(Coordinate annotation entries)
>>>>
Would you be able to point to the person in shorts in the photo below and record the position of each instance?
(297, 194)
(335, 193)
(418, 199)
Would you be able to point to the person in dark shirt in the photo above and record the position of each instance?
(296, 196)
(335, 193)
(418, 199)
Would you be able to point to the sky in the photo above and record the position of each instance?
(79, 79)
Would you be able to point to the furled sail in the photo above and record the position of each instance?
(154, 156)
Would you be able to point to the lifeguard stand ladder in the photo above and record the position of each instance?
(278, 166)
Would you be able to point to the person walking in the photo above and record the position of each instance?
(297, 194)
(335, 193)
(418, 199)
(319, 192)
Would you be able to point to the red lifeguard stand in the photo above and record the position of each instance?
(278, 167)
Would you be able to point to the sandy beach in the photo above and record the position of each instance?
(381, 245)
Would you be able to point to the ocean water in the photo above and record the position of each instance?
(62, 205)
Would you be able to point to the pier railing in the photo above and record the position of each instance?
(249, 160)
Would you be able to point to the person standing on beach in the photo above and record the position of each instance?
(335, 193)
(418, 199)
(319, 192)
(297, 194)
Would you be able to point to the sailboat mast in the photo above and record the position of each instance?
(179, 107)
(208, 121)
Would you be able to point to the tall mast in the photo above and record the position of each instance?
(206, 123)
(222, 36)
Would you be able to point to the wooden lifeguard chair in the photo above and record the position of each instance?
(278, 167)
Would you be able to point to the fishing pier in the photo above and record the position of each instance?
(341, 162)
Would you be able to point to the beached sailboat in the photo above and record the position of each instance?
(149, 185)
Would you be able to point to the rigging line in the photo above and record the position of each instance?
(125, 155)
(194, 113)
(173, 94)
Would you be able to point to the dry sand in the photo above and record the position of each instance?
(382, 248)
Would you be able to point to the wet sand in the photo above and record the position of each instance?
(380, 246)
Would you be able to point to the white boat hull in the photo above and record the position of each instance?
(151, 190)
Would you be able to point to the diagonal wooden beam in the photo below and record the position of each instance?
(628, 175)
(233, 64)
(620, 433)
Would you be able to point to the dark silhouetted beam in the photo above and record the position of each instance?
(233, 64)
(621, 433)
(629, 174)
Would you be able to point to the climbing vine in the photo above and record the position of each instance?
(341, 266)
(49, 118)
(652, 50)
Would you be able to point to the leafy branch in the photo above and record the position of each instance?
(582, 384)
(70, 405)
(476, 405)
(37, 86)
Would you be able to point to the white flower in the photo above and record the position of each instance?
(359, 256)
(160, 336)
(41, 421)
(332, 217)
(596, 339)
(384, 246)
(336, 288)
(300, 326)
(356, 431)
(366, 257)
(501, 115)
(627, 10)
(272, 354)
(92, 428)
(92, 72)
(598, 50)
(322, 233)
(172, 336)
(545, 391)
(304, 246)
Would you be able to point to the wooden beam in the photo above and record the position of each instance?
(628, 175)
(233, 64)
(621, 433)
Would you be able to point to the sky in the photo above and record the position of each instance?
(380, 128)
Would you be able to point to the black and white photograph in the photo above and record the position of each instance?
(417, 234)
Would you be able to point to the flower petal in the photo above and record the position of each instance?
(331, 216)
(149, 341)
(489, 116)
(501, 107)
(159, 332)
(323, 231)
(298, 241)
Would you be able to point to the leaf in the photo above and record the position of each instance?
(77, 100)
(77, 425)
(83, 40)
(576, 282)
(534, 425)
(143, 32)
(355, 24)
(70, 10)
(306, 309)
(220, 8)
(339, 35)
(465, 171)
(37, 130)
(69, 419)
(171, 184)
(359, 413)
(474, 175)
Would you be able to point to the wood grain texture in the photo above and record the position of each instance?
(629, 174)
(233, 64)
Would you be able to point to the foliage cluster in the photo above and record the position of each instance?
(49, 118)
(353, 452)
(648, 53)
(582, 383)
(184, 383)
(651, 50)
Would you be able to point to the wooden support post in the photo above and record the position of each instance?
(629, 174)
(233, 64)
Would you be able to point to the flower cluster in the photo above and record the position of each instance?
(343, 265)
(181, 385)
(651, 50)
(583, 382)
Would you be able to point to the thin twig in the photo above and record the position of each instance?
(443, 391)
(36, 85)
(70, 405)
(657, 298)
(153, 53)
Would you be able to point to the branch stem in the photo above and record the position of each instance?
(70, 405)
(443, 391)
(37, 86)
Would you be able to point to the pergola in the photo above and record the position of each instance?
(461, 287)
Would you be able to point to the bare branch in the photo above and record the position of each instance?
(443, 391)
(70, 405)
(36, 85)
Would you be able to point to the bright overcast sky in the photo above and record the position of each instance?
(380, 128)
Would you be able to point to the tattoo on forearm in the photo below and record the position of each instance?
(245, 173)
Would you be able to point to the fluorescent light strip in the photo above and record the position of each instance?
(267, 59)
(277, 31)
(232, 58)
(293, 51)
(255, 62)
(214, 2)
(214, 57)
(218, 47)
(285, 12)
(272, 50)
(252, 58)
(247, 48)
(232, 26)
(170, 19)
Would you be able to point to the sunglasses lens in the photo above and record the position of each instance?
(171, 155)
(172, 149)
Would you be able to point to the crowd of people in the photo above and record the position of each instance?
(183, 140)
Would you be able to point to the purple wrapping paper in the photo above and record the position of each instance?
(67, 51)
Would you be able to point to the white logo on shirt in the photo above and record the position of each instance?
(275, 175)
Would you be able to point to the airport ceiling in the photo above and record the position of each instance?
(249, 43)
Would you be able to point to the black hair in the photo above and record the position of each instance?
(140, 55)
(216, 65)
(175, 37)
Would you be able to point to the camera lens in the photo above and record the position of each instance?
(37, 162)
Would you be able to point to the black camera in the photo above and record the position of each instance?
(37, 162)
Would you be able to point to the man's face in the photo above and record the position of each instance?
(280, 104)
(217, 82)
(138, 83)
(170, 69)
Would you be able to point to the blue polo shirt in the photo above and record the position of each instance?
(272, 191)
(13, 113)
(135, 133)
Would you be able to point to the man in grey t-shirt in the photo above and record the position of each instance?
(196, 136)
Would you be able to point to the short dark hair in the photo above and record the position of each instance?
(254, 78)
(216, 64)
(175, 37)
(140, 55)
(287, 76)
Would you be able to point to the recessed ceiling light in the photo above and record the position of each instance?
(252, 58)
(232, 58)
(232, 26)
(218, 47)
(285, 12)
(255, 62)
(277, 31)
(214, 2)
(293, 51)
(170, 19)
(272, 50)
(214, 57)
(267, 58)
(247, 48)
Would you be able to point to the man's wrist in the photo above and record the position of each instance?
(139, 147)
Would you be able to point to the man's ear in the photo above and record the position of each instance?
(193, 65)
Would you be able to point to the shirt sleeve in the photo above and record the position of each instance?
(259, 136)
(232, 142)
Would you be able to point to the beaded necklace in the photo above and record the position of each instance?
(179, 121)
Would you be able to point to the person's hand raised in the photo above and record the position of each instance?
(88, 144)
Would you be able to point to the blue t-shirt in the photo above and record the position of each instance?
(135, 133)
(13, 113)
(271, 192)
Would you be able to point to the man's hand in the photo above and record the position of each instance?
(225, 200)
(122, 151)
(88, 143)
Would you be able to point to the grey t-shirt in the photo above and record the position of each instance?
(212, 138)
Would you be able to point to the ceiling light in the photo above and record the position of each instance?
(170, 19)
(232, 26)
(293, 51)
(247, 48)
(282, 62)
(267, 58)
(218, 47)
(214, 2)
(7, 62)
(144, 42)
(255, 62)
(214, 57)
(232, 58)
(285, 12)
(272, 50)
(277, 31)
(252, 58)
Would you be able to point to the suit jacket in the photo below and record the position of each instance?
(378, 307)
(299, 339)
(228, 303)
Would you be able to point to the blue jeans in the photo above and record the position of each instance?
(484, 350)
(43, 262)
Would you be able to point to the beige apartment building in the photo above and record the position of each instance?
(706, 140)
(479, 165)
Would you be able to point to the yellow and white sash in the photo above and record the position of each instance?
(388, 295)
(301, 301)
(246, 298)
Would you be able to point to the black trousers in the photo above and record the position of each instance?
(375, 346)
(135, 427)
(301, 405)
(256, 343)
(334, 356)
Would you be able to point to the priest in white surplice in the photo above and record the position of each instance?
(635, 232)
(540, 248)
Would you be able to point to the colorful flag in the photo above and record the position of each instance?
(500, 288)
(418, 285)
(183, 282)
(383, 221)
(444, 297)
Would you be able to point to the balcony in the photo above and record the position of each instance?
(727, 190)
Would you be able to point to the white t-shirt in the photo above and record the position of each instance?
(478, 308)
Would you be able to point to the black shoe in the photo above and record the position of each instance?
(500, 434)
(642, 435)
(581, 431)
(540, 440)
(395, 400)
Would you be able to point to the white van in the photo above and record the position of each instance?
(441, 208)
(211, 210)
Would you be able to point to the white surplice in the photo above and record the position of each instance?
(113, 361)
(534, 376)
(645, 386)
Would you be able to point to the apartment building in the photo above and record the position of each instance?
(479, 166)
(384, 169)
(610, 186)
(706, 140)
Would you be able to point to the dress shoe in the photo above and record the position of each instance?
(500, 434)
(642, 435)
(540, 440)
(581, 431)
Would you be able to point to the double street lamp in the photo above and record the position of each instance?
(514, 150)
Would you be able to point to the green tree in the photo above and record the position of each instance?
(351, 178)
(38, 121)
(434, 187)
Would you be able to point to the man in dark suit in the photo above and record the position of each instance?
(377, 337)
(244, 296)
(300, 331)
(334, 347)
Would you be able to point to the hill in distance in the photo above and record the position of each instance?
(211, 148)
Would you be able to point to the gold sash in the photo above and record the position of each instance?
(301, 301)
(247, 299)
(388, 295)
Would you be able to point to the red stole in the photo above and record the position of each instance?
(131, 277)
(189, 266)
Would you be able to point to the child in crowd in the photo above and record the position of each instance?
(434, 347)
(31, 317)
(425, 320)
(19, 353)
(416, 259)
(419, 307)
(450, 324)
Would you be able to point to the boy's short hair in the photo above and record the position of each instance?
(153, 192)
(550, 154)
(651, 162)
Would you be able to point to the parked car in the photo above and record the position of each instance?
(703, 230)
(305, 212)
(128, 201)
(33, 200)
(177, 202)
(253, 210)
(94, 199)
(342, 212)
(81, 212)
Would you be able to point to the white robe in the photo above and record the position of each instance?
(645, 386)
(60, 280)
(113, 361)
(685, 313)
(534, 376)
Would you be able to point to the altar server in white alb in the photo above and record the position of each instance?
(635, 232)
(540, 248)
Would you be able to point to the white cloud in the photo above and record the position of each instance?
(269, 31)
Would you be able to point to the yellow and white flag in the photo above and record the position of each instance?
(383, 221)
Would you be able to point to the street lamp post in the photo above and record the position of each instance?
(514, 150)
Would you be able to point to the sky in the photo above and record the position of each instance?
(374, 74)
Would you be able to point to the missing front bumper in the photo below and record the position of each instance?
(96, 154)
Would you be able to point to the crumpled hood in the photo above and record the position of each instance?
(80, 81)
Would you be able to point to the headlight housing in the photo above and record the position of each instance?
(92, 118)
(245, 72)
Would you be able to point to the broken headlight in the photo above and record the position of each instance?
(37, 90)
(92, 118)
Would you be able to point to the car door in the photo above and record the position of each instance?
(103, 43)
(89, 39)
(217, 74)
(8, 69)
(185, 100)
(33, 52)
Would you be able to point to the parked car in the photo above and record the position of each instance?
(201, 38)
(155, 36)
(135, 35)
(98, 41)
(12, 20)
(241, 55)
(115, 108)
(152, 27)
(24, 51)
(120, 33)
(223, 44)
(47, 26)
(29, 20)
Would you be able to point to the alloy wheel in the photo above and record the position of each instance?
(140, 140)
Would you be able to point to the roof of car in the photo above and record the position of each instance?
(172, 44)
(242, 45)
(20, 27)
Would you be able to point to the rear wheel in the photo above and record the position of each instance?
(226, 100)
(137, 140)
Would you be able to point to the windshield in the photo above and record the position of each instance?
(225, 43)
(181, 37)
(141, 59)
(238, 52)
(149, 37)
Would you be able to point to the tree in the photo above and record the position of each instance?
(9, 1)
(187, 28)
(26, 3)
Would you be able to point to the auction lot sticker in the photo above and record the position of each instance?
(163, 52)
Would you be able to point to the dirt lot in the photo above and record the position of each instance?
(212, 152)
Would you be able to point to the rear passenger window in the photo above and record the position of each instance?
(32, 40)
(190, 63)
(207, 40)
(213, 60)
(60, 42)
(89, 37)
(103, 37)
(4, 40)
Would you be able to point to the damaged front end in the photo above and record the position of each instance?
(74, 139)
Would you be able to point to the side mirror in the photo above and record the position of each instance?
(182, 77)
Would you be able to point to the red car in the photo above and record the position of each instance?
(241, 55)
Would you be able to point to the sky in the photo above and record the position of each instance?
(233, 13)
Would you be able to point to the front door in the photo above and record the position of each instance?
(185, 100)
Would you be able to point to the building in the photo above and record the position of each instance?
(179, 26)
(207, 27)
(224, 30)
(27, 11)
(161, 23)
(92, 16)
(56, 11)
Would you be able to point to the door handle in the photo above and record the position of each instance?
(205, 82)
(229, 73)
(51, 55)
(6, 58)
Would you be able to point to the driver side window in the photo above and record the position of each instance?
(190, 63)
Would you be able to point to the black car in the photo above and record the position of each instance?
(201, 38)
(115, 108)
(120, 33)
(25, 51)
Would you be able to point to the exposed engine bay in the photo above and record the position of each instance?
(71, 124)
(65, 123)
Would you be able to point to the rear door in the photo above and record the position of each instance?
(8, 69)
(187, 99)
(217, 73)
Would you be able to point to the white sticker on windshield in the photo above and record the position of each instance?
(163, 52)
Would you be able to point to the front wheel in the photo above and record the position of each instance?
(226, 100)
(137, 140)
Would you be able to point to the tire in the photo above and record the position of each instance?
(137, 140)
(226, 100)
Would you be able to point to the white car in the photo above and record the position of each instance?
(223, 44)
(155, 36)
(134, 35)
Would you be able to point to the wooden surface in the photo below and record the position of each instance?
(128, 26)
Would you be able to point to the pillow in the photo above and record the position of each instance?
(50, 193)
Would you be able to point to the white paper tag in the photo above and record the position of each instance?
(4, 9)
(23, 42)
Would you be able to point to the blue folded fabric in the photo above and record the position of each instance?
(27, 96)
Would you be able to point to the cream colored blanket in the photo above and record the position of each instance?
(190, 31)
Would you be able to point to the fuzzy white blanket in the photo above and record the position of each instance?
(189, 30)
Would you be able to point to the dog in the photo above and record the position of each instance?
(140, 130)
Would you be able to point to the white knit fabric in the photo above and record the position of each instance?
<<<<
*Directive*
Which lines run from the one containing "Would you be able to point to the rear door" to the end of the entries above? Quote exactly those, and only those.

*Solution for this problem*
Would you be able to point to the rear door in the photo above and record the position of each instance?
(8, 69)
(187, 99)
(217, 73)
Would you be able to point to the white sticker on windshield in the photo above and record the position of each instance?
(163, 52)
Would you be able to point to the front wheel in the photo above and record the position of each instance?
(226, 100)
(137, 140)
Would you be able to point to the tire in the photo above and record the position of each instance?
(137, 140)
(226, 100)
Would you be able to point to the white car in the photo above and record the position of each instance?
(223, 44)
(155, 36)
(134, 35)
Would you be able to point to the wooden surface in the photo below and record the position of each instance?
(128, 26)
Would you be able to point to the pillow in the photo above and record the position of each instance?
(50, 193)
Would you be able to point to the white paper tag in the photo above and record the position of each instance?
(4, 9)
(23, 42)
Would you be able to point to the blue folded fabric in the photo above and record the position of each instance?
(27, 96)
Would you be able to point to the cream colored blanket in the photo above and record the position of each instance?
(190, 31)
Would you be able to point to the fuzzy white blanket in the photo above and record the position of each instance?
(189, 30)
Would you be able to point to the dog in the photo above and record the position of each instance?
(140, 130)
Would you be able to point to the white knit fabric in the photo above and record the position of each instance?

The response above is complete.